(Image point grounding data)
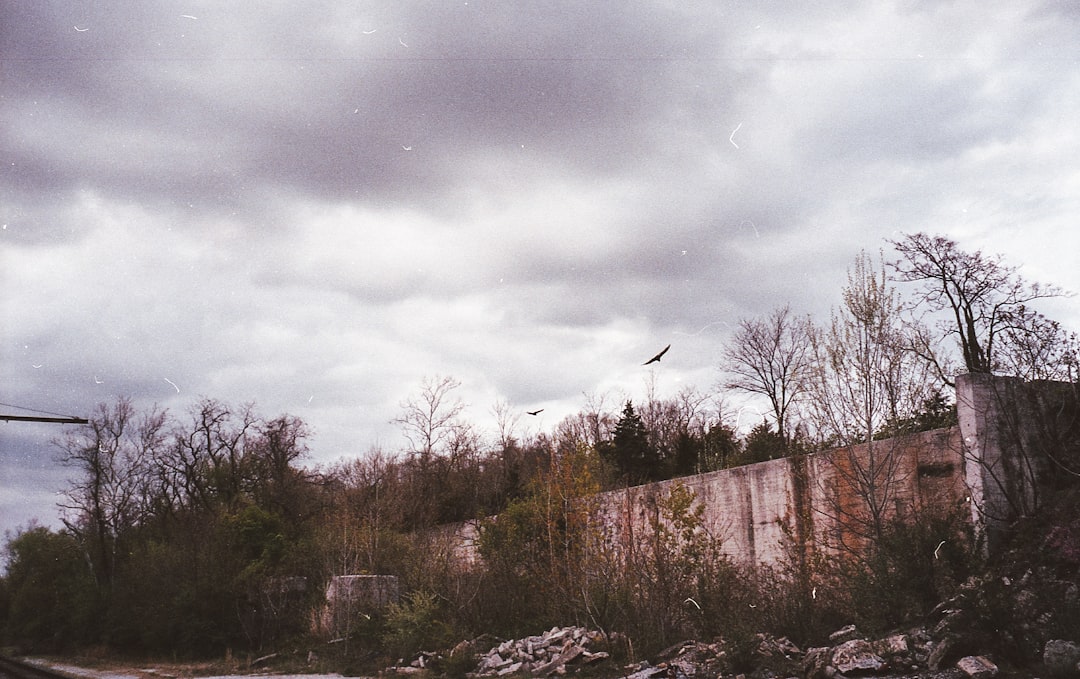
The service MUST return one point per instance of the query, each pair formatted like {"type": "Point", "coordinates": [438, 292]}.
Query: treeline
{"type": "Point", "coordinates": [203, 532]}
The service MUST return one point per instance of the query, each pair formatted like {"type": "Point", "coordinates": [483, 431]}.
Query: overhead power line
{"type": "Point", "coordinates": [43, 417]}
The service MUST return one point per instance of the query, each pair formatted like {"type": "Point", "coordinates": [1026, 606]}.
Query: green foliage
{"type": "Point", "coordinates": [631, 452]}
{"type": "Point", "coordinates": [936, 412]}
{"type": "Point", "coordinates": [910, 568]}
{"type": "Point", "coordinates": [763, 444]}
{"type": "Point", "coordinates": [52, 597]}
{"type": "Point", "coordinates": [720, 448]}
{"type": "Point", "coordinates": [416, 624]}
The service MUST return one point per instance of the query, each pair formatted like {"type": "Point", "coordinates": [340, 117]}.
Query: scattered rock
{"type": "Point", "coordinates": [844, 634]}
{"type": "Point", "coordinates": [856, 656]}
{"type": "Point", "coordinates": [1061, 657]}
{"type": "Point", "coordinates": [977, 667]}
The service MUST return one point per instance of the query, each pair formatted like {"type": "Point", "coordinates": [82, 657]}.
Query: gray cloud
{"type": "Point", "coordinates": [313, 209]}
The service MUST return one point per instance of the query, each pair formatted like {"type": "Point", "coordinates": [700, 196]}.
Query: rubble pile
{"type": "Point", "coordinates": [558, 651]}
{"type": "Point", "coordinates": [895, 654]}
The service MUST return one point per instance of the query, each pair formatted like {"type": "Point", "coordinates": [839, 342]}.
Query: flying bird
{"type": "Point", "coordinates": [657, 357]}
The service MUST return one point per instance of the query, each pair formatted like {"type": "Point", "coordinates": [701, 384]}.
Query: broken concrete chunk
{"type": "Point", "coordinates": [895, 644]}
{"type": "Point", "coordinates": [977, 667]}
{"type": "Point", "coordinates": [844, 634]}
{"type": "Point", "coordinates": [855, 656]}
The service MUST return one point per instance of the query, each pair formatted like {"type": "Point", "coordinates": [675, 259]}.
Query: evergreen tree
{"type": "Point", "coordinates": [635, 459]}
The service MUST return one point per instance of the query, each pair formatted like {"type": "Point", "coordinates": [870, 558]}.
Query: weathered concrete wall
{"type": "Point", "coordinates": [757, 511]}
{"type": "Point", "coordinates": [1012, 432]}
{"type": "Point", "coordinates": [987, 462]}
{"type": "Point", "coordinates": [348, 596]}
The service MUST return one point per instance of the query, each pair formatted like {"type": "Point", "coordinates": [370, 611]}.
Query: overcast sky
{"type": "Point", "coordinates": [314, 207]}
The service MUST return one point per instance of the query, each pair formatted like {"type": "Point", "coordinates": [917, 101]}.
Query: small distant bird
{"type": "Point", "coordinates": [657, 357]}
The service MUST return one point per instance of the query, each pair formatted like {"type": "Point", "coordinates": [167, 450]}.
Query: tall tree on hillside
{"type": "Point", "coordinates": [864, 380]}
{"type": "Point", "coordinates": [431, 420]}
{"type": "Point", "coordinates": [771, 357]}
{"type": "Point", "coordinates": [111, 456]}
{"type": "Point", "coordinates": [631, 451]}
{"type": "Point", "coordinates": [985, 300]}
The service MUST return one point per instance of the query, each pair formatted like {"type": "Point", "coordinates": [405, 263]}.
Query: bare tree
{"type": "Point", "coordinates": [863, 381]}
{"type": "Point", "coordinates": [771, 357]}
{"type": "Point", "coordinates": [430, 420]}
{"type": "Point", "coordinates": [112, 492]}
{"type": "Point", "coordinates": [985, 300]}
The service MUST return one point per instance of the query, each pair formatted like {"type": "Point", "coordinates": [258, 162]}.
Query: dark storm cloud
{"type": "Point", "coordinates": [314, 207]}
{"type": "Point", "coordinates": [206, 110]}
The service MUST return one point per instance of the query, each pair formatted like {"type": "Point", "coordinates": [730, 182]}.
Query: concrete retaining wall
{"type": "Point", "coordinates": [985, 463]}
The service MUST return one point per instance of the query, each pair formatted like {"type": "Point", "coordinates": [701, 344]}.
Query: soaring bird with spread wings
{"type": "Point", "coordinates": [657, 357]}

## Work required
Every line above is to be duplicated exactly; no picture should be carried over.

## Result
The service MUST return one point per instance of the query, each pair formatted like {"type": "Point", "coordinates": [438, 292]}.
Query: treeline
{"type": "Point", "coordinates": [203, 532]}
The service MUST return one point per instance of the query, each pair formatted like {"type": "Point", "coordinates": [483, 431]}.
Query: overhead power line
{"type": "Point", "coordinates": [43, 417]}
The service MUST return one point per instance of the query, each pair formatted like {"type": "Point", "coordinates": [1026, 606]}.
Query: green foliage
{"type": "Point", "coordinates": [631, 452]}
{"type": "Point", "coordinates": [936, 412]}
{"type": "Point", "coordinates": [910, 568]}
{"type": "Point", "coordinates": [763, 444]}
{"type": "Point", "coordinates": [52, 597]}
{"type": "Point", "coordinates": [720, 448]}
{"type": "Point", "coordinates": [416, 624]}
The service MUST return one point per instance of the query, each pair formatted like {"type": "Point", "coordinates": [340, 117]}.
Query: scattered rock
{"type": "Point", "coordinates": [844, 634]}
{"type": "Point", "coordinates": [856, 656]}
{"type": "Point", "coordinates": [1061, 657]}
{"type": "Point", "coordinates": [977, 667]}
The service MUST return one point per instance of the query, each pair formatted like {"type": "Point", "coordinates": [82, 657]}.
Query: gray cloud
{"type": "Point", "coordinates": [313, 209]}
The service MUST return one point per instance of the query, each pair formatted like {"type": "Point", "coordinates": [700, 196]}.
Query: rubble pile
{"type": "Point", "coordinates": [558, 651]}
{"type": "Point", "coordinates": [895, 654]}
The service MUST return one point per instance of the query, each pair formatted like {"type": "Point", "coordinates": [839, 342]}.
Query: flying bird
{"type": "Point", "coordinates": [657, 357]}
The service MUST return one point per instance of the query, each pair formatted like {"type": "Point", "coordinates": [701, 384]}.
Query: broken concrete chunk
{"type": "Point", "coordinates": [895, 644]}
{"type": "Point", "coordinates": [977, 667]}
{"type": "Point", "coordinates": [844, 634]}
{"type": "Point", "coordinates": [855, 656]}
The service MUST return one point per instance of the query, each pair formatted like {"type": "Point", "coordinates": [675, 259]}.
Query: evergreen tree
{"type": "Point", "coordinates": [635, 459]}
The service MUST return one point per instance of the query, each pair formatted like {"type": "Point", "coordinates": [870, 558]}.
Query: weathered concrete wall
{"type": "Point", "coordinates": [757, 511]}
{"type": "Point", "coordinates": [1012, 432]}
{"type": "Point", "coordinates": [987, 462]}
{"type": "Point", "coordinates": [348, 596]}
The service MUST return one point per instance of the query, each pair formatted like {"type": "Point", "coordinates": [370, 611]}.
Query: overcast sky
{"type": "Point", "coordinates": [314, 207]}
The service MUST return one point per instance of the query, each pair formatted like {"type": "Point", "coordinates": [917, 101]}.
Query: small distant bird
{"type": "Point", "coordinates": [657, 357]}
The service MUST return one point per instance of the query, each pair formatted like {"type": "Point", "coordinates": [167, 450]}.
Query: tall tree on hillside
{"type": "Point", "coordinates": [864, 380]}
{"type": "Point", "coordinates": [431, 420]}
{"type": "Point", "coordinates": [771, 357]}
{"type": "Point", "coordinates": [111, 456]}
{"type": "Point", "coordinates": [631, 451]}
{"type": "Point", "coordinates": [985, 300]}
The service MUST return one point per instance of the query, each pair formatted like {"type": "Point", "coordinates": [405, 263]}.
Query: bare tree
{"type": "Point", "coordinates": [863, 381]}
{"type": "Point", "coordinates": [771, 357]}
{"type": "Point", "coordinates": [430, 420]}
{"type": "Point", "coordinates": [112, 492]}
{"type": "Point", "coordinates": [985, 300]}
The service MUST return one point per instance of the query, each pair formatted like {"type": "Point", "coordinates": [258, 162]}.
Query: dark storm cloud
{"type": "Point", "coordinates": [314, 207]}
{"type": "Point", "coordinates": [206, 110]}
The service MUST return one point per instance of the query, each pair formatted like {"type": "Point", "coordinates": [730, 182]}.
Query: concrete retaining wall
{"type": "Point", "coordinates": [985, 463]}
The service MUST return one point per instance of the query, each pair formatted like {"type": "Point", "coordinates": [701, 344]}.
Query: soaring bird with spread wings
{"type": "Point", "coordinates": [657, 357]}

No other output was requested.